_The request_
Reproduce every line of the material from the line containing "[seg] area rug" down to the end, both ends included. In the answer outlines only, multiply each coordinate by 0.4 and round to a whole number, rounding halves up; leave the sample outputs and all other numbers as they are.

Items from a data source:
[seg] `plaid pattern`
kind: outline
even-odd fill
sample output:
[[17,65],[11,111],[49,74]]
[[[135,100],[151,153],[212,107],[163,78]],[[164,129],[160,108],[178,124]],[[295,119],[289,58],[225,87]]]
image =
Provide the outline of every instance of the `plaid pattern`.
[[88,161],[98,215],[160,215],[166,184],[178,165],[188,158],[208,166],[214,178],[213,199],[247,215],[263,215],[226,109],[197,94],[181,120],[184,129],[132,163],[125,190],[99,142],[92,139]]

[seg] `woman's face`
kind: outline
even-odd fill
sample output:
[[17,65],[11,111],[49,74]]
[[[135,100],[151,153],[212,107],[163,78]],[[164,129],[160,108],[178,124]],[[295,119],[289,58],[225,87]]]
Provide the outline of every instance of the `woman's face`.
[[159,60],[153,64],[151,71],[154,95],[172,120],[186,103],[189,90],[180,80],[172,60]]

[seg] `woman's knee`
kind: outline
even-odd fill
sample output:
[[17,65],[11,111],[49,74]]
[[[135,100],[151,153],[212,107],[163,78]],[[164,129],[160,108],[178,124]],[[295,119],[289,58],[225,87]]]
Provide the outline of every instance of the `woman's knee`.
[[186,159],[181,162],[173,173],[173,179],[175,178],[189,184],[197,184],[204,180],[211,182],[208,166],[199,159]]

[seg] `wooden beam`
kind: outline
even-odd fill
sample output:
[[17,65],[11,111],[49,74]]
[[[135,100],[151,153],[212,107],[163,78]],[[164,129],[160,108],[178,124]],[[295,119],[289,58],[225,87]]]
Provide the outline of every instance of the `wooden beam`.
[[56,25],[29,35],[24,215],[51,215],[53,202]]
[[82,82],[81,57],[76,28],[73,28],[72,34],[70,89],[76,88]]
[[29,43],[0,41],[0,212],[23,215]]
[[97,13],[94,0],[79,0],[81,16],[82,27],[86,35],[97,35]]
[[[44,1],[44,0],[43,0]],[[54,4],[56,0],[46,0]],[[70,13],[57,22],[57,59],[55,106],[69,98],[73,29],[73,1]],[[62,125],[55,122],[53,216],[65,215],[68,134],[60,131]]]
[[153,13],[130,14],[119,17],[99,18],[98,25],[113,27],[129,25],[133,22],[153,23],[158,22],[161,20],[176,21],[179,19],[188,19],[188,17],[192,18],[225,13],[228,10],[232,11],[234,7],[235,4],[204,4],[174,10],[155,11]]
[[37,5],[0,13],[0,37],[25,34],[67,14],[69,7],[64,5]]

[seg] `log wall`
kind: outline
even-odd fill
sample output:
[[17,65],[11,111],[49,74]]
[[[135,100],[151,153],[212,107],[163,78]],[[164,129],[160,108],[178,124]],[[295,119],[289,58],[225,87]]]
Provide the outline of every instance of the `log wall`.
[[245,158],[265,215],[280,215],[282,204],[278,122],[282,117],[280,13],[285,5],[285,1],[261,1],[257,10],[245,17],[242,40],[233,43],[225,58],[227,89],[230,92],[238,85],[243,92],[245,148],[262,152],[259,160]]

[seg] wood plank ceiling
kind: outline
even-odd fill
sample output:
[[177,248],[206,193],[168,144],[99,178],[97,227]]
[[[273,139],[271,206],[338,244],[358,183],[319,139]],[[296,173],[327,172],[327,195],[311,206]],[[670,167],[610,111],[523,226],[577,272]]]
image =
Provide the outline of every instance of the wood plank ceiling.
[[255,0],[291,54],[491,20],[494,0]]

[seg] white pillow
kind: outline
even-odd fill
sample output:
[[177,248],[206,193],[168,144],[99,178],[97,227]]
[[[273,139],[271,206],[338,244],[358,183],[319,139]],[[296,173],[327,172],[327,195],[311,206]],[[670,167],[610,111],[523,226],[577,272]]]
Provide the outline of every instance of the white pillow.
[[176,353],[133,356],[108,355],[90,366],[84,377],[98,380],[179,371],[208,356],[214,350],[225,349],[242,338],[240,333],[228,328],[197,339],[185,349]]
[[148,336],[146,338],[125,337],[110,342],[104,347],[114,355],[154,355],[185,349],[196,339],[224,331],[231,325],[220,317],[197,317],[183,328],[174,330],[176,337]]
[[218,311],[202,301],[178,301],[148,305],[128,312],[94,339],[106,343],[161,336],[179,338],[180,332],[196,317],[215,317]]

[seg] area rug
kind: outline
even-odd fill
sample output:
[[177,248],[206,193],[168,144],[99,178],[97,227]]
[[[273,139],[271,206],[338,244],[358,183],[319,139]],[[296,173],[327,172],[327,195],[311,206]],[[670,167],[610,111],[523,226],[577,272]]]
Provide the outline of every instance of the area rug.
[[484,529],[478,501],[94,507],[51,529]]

_Correct response_
[seg] area rug
kind: outline
even-odd fill
sample output:
[[177,248],[206,193],[168,144],[99,178],[97,227]]
[[[273,139],[271,206],[338,244],[358,183],[319,139]],[[296,173],[327,172],[327,195],[311,206]],[[670,167],[610,111],[523,226],[577,272]]]
Provide the outline of every instance of the area rug.
[[194,212],[191,200],[38,203],[20,212]]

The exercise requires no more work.